=== Records for the task ===
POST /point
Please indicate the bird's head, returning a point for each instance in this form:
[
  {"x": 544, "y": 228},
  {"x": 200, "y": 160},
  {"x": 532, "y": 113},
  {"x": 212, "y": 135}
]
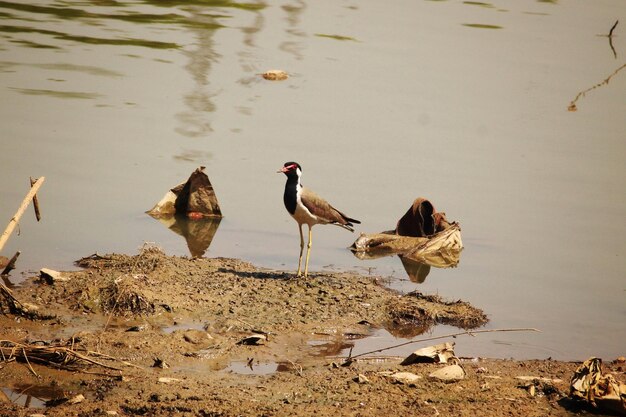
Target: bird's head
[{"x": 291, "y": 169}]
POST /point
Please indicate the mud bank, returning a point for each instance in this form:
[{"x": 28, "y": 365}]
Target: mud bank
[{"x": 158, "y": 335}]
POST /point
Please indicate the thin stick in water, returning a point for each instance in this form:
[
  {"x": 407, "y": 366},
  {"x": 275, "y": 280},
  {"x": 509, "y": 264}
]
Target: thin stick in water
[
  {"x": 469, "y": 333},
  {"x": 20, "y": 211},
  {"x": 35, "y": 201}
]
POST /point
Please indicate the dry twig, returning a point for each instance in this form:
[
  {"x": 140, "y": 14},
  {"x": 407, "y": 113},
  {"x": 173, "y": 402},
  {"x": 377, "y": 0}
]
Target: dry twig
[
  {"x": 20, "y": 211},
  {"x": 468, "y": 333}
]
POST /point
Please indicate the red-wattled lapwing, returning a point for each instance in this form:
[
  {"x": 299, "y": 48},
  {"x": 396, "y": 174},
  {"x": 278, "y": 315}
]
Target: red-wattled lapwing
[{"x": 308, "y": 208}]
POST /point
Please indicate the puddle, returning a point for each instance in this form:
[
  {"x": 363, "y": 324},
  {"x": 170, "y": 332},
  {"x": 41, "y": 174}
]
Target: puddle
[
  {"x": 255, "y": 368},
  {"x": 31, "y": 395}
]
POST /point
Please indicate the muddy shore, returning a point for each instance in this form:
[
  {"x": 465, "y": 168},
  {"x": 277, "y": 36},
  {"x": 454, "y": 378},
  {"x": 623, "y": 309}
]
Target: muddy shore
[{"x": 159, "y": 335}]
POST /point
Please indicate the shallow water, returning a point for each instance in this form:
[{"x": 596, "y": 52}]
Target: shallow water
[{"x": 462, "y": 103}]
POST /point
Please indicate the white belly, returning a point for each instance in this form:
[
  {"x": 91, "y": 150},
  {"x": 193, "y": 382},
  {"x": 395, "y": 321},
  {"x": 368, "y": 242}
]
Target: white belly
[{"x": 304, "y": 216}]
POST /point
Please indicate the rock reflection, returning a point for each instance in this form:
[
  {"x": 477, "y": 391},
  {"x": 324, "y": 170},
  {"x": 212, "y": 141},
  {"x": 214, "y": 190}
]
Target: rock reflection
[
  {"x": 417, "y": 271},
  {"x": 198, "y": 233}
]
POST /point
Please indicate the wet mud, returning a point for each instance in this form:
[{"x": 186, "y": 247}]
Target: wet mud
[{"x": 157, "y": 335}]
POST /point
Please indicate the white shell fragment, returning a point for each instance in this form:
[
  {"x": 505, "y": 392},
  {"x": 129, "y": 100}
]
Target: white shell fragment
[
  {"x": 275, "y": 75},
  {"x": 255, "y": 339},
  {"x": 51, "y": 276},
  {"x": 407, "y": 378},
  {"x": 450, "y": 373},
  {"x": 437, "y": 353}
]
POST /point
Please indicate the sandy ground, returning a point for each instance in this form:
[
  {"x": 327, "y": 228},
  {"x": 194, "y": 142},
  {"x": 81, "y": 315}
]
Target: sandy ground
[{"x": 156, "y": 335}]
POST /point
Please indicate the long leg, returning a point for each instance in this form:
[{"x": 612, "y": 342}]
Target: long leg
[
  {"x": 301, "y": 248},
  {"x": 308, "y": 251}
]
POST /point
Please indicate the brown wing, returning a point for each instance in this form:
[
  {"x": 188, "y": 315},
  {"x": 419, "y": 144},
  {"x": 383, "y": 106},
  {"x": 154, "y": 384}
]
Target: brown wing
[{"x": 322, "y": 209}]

...

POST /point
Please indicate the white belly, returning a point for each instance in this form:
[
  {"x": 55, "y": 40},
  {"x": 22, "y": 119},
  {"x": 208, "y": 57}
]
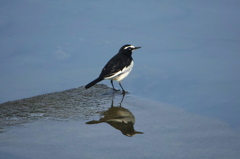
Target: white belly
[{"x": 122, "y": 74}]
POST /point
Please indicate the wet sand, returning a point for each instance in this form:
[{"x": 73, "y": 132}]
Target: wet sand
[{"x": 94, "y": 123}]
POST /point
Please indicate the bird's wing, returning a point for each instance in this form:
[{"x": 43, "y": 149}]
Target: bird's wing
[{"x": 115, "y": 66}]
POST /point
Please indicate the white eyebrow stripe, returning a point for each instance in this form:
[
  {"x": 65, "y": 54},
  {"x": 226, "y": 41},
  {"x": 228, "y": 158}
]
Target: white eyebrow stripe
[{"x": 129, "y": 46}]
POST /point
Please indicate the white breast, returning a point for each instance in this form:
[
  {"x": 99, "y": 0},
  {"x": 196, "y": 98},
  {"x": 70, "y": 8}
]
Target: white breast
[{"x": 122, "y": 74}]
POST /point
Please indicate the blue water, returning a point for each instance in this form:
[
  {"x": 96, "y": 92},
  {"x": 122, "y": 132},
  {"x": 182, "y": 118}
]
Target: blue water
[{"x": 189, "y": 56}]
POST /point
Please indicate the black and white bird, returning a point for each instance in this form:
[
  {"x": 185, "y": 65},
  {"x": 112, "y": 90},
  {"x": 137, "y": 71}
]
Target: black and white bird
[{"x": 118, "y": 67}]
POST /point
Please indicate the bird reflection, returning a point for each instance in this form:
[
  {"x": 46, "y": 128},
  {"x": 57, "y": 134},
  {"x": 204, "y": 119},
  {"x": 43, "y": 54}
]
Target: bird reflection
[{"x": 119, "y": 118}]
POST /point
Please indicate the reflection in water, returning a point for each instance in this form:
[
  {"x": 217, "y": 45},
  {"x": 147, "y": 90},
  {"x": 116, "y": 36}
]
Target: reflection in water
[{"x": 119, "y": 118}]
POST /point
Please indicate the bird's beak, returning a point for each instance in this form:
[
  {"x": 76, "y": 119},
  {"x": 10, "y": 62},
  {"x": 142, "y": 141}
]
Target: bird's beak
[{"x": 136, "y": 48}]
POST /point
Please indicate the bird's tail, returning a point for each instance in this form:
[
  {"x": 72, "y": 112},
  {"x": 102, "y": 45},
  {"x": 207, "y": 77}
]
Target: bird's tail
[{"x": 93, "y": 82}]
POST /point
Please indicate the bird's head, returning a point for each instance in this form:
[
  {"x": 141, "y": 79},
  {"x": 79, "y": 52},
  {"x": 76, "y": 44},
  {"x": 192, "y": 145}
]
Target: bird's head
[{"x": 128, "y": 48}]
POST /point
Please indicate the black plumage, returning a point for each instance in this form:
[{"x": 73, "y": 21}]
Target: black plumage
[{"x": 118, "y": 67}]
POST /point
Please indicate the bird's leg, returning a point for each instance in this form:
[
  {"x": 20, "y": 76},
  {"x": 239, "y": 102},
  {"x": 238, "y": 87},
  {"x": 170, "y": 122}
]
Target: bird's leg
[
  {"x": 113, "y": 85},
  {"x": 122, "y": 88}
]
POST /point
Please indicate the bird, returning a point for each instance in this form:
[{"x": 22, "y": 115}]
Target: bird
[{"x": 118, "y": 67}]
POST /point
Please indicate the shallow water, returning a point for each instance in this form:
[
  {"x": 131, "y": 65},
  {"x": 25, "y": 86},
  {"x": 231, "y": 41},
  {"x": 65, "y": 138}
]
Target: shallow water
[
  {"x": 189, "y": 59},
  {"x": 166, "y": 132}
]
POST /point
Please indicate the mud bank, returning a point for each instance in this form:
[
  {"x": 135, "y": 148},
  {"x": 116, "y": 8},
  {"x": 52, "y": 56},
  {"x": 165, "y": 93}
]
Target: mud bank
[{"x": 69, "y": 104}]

=== Problem to solve ===
Collect every line of the material above that contains the word "shore", and copy each one.

=== Finished task ===
Please indicate the muddy shore, returning a point for each instance in this form:
Target: muddy shore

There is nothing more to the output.